*** Opening of THE INPUT ***
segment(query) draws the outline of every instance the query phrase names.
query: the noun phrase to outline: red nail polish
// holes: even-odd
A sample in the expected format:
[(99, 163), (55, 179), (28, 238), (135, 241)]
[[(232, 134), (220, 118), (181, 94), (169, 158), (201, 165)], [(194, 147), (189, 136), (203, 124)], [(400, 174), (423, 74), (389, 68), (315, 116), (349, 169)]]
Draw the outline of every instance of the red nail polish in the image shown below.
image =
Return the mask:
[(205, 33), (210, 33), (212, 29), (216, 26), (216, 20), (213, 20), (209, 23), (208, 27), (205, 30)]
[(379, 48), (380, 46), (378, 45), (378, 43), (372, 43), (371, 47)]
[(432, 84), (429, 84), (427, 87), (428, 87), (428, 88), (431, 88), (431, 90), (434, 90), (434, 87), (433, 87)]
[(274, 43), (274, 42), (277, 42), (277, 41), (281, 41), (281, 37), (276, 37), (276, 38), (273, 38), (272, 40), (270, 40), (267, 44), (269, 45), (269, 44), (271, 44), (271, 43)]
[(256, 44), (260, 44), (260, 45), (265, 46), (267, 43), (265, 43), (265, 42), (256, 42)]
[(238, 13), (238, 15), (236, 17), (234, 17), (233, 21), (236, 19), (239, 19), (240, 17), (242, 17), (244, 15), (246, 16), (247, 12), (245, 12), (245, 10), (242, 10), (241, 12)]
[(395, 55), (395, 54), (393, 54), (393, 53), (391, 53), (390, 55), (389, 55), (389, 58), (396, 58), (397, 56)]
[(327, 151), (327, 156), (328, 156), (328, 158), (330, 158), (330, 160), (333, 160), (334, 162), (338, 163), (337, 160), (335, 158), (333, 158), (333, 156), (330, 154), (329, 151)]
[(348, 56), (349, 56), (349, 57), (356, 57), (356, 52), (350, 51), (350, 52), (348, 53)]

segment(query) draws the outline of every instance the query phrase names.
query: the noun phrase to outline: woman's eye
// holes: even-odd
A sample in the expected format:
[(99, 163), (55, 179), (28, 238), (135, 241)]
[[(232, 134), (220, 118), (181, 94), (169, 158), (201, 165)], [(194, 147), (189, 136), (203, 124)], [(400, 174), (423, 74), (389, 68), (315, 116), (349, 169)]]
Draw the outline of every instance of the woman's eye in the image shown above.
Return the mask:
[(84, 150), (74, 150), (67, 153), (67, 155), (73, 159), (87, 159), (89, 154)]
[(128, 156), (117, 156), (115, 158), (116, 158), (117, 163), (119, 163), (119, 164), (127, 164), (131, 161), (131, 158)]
*** Close of THE INPUT ***
WORK REQUIRED ▸
Once the records end, copy them all again exactly.

SOLUTION FOR THIS EXERCISE ▸
segment(query) draws the outline of every instance the query phrase names.
query: the noun phrase to outline: red nail polish
// holes: even-odd
A sample in the expected format:
[(99, 163), (55, 179), (28, 238), (135, 241)]
[[(232, 134), (220, 118), (181, 94), (169, 158), (201, 165)], [(194, 147), (189, 136), (203, 124)], [(400, 174), (423, 74), (389, 68), (315, 116), (349, 169)]]
Draw the outline of every instance of the red nail polish in the image shown below.
image =
Return the mask:
[(205, 33), (210, 33), (212, 29), (216, 26), (216, 20), (213, 20), (209, 23), (208, 27), (205, 30)]
[(379, 48), (380, 46), (378, 45), (378, 43), (372, 43), (371, 47)]
[(432, 84), (429, 84), (427, 87), (428, 87), (428, 88), (431, 88), (431, 90), (434, 90), (434, 87), (433, 87)]
[(274, 43), (274, 42), (277, 42), (277, 41), (281, 41), (281, 37), (276, 37), (276, 38), (273, 38), (272, 40), (270, 40), (267, 44), (269, 45), (269, 44), (271, 44), (271, 43)]
[(256, 44), (260, 44), (260, 45), (265, 46), (267, 43), (265, 43), (265, 42), (256, 42)]
[(238, 13), (238, 15), (236, 17), (234, 17), (233, 21), (236, 19), (239, 19), (240, 17), (242, 17), (244, 15), (246, 16), (247, 12), (245, 12), (245, 10), (242, 10), (241, 12)]
[(395, 55), (395, 54), (393, 54), (393, 53), (391, 53), (390, 55), (389, 55), (389, 58), (396, 58), (397, 56)]
[(327, 151), (327, 156), (328, 156), (328, 158), (330, 158), (330, 160), (333, 160), (334, 162), (338, 163), (337, 160), (335, 158), (333, 158), (333, 156), (330, 154), (329, 151)]
[(348, 56), (349, 56), (349, 57), (356, 57), (356, 52), (350, 51), (350, 52), (348, 53)]

segment(query) draws the outline of every instance the query phrase names.
query: the noun phrase to outline: woman's eye
// holes: even-odd
A sample in the expected format:
[(99, 163), (55, 179), (28, 238), (135, 241)]
[[(232, 134), (220, 118), (181, 94), (169, 158), (201, 165)], [(194, 147), (189, 136), (203, 124)], [(400, 174), (423, 74), (389, 68), (315, 116), (349, 169)]]
Draw the outline of every instance of the woman's eye in the image shown above.
Return the mask:
[(84, 150), (74, 150), (67, 153), (67, 155), (73, 159), (87, 159), (89, 154)]
[(128, 156), (117, 156), (115, 158), (116, 158), (117, 163), (119, 163), (119, 164), (127, 164), (131, 161), (131, 158)]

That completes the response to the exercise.